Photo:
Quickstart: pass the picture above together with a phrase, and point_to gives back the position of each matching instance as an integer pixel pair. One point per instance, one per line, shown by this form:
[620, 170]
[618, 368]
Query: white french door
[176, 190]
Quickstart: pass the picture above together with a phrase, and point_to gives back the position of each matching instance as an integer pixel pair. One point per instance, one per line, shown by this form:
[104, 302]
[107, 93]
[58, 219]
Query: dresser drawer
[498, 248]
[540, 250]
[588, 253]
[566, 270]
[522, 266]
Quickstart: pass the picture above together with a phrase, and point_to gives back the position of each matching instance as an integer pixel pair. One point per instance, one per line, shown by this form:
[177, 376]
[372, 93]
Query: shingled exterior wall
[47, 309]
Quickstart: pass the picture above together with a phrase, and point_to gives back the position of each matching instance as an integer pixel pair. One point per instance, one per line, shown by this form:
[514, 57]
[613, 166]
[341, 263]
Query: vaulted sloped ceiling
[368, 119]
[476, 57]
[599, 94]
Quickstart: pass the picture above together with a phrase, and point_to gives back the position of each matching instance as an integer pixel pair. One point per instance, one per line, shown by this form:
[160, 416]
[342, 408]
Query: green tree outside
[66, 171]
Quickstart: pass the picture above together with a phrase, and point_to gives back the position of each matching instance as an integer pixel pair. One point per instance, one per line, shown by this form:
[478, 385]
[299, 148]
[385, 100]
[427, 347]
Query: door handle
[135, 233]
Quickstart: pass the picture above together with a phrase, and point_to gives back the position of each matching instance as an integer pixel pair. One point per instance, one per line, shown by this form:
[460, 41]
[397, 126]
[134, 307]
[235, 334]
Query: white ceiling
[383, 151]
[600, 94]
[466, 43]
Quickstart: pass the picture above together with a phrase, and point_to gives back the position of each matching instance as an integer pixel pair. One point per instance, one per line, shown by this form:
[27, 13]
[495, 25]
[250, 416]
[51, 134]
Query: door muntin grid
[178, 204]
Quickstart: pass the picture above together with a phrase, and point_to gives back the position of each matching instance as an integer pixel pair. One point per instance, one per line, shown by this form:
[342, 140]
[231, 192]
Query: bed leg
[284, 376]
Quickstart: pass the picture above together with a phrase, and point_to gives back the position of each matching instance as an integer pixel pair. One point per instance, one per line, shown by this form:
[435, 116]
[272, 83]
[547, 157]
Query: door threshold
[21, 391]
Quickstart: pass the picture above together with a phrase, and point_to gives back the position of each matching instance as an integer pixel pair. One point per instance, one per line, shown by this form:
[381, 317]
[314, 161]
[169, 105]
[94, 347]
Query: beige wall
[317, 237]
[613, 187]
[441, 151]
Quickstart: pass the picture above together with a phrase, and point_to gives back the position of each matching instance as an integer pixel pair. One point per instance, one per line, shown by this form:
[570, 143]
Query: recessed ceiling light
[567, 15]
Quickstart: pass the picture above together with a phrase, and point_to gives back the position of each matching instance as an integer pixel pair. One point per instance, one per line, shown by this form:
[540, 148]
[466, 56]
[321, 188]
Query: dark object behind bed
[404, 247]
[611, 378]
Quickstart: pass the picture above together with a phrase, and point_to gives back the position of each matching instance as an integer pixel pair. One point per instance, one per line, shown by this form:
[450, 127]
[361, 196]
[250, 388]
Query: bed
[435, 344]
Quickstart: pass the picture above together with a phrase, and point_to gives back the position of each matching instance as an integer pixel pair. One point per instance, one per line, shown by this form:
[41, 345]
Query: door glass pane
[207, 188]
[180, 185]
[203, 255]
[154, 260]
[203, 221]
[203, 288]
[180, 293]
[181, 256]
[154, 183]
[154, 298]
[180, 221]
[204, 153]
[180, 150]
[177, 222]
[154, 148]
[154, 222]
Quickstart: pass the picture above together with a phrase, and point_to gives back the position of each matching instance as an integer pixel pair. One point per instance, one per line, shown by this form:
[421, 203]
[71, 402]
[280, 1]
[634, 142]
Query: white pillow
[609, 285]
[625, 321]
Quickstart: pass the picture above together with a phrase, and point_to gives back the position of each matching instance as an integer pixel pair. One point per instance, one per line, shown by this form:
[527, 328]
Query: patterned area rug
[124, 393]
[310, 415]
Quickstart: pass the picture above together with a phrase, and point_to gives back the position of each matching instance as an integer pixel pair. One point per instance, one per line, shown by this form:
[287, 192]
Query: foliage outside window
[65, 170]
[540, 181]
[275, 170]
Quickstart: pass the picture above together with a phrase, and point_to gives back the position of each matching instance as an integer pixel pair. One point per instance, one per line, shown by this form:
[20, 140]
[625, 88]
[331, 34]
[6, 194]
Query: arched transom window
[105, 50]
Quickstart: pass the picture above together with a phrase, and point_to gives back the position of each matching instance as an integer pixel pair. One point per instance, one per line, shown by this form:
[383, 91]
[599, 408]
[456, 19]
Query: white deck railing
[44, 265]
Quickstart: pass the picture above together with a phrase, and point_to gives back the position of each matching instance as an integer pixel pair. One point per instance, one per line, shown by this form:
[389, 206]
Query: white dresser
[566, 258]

○ ○ ○ ○ ○

- **WRITTEN INSTRUCTION**
Using the material above, print every entry exactly as written.

- **RESPONSE**
Photo:
Quickstart: pass the picture above together with a phrase, and point_to gives back the position of each matching instance as an integer pixel pair. One point per instance, one per line, shown by this form:
[620, 170]
[618, 368]
Query: white french door
[176, 190]
Quickstart: pass the picture above together with a phrase, and point_to gives back the position of each matching instance as an integer pixel pair. One point per instance, one per line, shown by this form:
[104, 302]
[107, 93]
[58, 219]
Query: dresser drawer
[498, 248]
[540, 250]
[588, 253]
[566, 270]
[522, 266]
Quickstart: pass the picture above together with a phrase, and point_to gives back the position of each matching instance as an integer pixel pair. One point per instance, one per line, shown by this form:
[177, 376]
[372, 93]
Query: shingled exterior wall
[47, 309]
Quickstart: pass the picture above together with a phrase, and point_to gives back the position of each matching instance as an integer pixel pair. One point per instance, one per line, shown by this form:
[514, 57]
[613, 166]
[341, 263]
Query: vaulted sloped ceiling
[368, 119]
[476, 57]
[599, 94]
Quickstart: pass the picture above together with a phrase, and point_to gives back the position of each matching instance as an integer pixel pair. One point per instance, one per line, shown by this form:
[160, 416]
[342, 408]
Query: green tree outside
[66, 171]
Quickstart: pass the picture above together with a phrase, and point_to gives back the position of each matching instance as an integer pixel pair. One point per instance, one per line, shown by this form:
[478, 385]
[299, 148]
[385, 100]
[427, 347]
Query: door handle
[135, 233]
Quickstart: pass the picture above together with a phrase, and point_to gives back the position of each matching instance as an integer pixel pair. One point per instance, one per line, shown by this form:
[460, 41]
[397, 126]
[134, 307]
[235, 334]
Query: white ceiling
[383, 151]
[600, 94]
[466, 43]
Quickstart: pass the picture above together with a phrase, and point_to gives back the position of each matching instance as an integer pixel pair. One point per instance, one per line, shown by this form:
[27, 13]
[495, 25]
[250, 416]
[51, 134]
Query: door muntin grid
[178, 204]
Quickstart: pass the picture above together with a phrase, and point_to gives back the position of each matching instance as an integer pixel pair. One point per instance, one per line, shown by this form:
[342, 140]
[231, 192]
Query: bed leg
[284, 376]
Quickstart: pass the picture above together with a phrase, and point_to gives back the position of each matching instance as an integer pixel pair. One point per instance, one per line, shown by this form:
[435, 116]
[272, 83]
[547, 157]
Query: door threshold
[21, 391]
Quickstart: pass the picture above together with a phrase, and point_to gives back the position of each matching instance as an integer pixel pair. One point per instance, one per line, shown by this form:
[381, 317]
[314, 161]
[169, 105]
[94, 347]
Query: beige wall
[317, 237]
[613, 187]
[441, 151]
Quickstart: pass the picture above together with a phrase, and point_to gives back the position of each matching instance as an integer pixel pair. One point per instance, one per line, shown by this form:
[570, 143]
Query: recessed ceiling light
[567, 15]
Quickstart: pass the picture above together with a phrase, and point_to gives back the position of each matching instance as an integer pixel pair. One point per instance, one per line, shown by this form:
[540, 148]
[466, 56]
[321, 188]
Query: dark object behind bed
[404, 247]
[611, 378]
Quickstart: pass the picture above together with a phrase, and point_to gives back the position of each matching instance as an integer pixel pair. One point per instance, one per line, shown by this form:
[450, 127]
[361, 196]
[250, 388]
Query: bed
[435, 344]
Quickstart: pass the picture above together with a phrase, and point_to gives back the position of each matching instance as an integer pixel pair. One point per instance, one per line, shown by this form:
[41, 345]
Query: door glass pane
[207, 188]
[180, 185]
[203, 255]
[154, 260]
[203, 221]
[203, 288]
[180, 293]
[181, 256]
[154, 183]
[154, 298]
[180, 221]
[204, 153]
[180, 150]
[177, 222]
[154, 148]
[154, 222]
Quickstart: pass the picture above together with a phrase, and point_to gives back the position of each matching instance as an integer pixel pair. One point per instance, one per line, shown by this form:
[421, 203]
[71, 402]
[280, 1]
[634, 142]
Query: white pillow
[609, 285]
[625, 321]
Quickstart: pass the picture above together with a phrase, and point_to gives back the position of each matching instance as an integer pixel pair. One point per instance, one per line, shown by this form:
[527, 328]
Query: patterned area rug
[124, 393]
[310, 415]
Quickstart: pass the picture above together with a phrase, and point_to gives back the position of each matching instance as an integer pixel pair. One point per instance, one per line, shown by this form:
[287, 192]
Query: foliage outside window
[65, 170]
[540, 181]
[275, 170]
Quickstart: pass the picture above together with a phrase, and point_to gives back the position of each matching instance as an integer pixel pair. One point per instance, one per line, shown by this form:
[20, 140]
[625, 88]
[331, 34]
[6, 194]
Query: arched transom window
[105, 50]
Quickstart: pass the picture above together with a phrase, and point_to gives back the position of each matching instance as an integer pixel pair. One point per instance, one per line, shown by this form:
[383, 91]
[599, 408]
[456, 19]
Query: white deck railing
[44, 265]
Quickstart: pass the picture above together with a phrase, and point_to gives back the position of each matching instance as an integer pixel pair. One point per instance, one per line, shown by this form:
[389, 206]
Query: white dresser
[566, 258]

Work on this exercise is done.